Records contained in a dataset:
* * * *

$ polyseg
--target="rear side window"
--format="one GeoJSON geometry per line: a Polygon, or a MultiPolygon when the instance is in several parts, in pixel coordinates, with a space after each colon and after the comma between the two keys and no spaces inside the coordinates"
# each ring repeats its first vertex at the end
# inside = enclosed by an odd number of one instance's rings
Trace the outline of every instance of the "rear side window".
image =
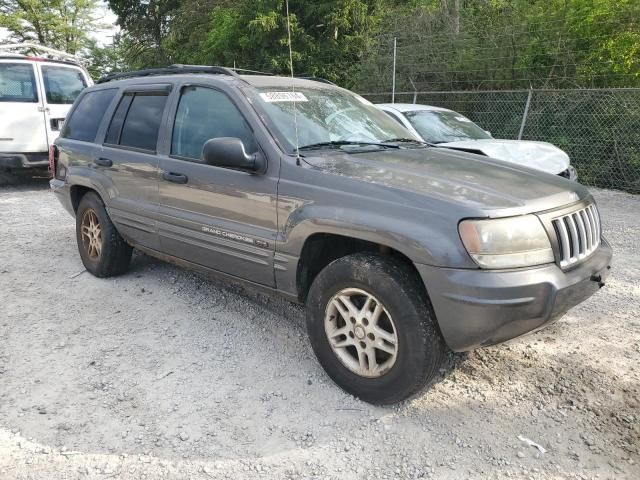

* * * *

» Exercise directions
Copy out the data above word for word, starting at its first line and ending with the line that contains "Trace the outline".

» Your solution
$ polyseg
--target="rear side window"
--format="one GeoJSON geometry per line: a Polygon, or a MultiPolygon when the instance is in several parts, in pixel coordinates, with a space after each colon and after the comma between the two keys and no spaces inside the coordinates"
# each ring repeats its first vertex at the end
# inside = enclosed by an odd number of one instance's rings
Trace the outline of every instance of the "rear side window".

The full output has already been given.